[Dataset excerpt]
++++++++++++++++++++
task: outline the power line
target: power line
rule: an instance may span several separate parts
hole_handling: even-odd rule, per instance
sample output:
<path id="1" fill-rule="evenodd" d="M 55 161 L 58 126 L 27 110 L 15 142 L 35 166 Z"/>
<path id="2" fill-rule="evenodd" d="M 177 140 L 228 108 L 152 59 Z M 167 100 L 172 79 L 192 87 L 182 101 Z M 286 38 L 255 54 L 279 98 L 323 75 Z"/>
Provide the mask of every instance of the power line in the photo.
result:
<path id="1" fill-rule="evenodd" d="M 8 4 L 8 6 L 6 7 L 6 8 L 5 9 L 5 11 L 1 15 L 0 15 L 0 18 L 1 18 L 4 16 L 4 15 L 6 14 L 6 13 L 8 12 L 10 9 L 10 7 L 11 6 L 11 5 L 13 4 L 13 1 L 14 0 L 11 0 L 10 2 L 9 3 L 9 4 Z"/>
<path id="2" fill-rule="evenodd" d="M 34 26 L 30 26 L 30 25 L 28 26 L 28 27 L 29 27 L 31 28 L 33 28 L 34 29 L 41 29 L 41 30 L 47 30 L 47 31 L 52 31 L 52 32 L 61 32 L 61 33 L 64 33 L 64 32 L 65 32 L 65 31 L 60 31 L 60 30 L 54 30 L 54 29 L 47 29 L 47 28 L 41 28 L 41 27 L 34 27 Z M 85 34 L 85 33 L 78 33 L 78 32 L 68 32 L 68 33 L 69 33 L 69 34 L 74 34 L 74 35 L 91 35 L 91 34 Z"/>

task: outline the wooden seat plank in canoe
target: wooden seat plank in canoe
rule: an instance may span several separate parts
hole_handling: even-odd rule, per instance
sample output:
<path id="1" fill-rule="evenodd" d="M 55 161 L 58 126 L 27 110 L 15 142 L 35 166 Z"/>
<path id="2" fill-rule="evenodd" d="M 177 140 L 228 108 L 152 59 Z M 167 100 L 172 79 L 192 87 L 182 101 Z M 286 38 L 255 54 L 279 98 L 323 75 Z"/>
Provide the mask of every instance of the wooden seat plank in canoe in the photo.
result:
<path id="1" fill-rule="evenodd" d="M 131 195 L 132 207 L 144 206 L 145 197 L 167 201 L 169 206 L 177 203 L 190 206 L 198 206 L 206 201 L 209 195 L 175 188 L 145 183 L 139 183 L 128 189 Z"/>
++++++++++++++++++++
Turn the material, from its first line through the line containing "5 11 L 1 15", into a Markdown table with a Row column numbering each line and a Line column holding its text. Skip any blank lines.

> [Exercise response]:
| Row | Line |
|---|---|
| 1 | task: outline the power line |
| 2 | target: power line |
| 3 | rule: an instance may span several separate parts |
| 4 | hole_handling: even-odd rule, per instance |
| 5 | sample output: |
| 6 | <path id="1" fill-rule="evenodd" d="M 55 161 L 58 126 L 27 110 L 15 142 L 35 166 Z"/> |
| 7 | <path id="2" fill-rule="evenodd" d="M 177 140 L 228 108 L 152 59 Z M 167 100 L 172 79 L 192 87 L 182 101 Z M 286 38 L 255 54 L 279 98 L 323 75 Z"/> |
| 8 | Provide the mask of every instance of the power line in the photo. |
| 9 | result: |
| 10 | <path id="1" fill-rule="evenodd" d="M 8 4 L 8 6 L 6 7 L 6 8 L 5 9 L 5 11 L 1 15 L 0 15 L 0 18 L 1 18 L 4 16 L 4 15 L 6 14 L 6 13 L 8 12 L 10 9 L 10 7 L 11 6 L 11 5 L 13 4 L 13 1 L 14 0 L 11 0 L 10 2 L 9 3 L 9 4 Z"/> |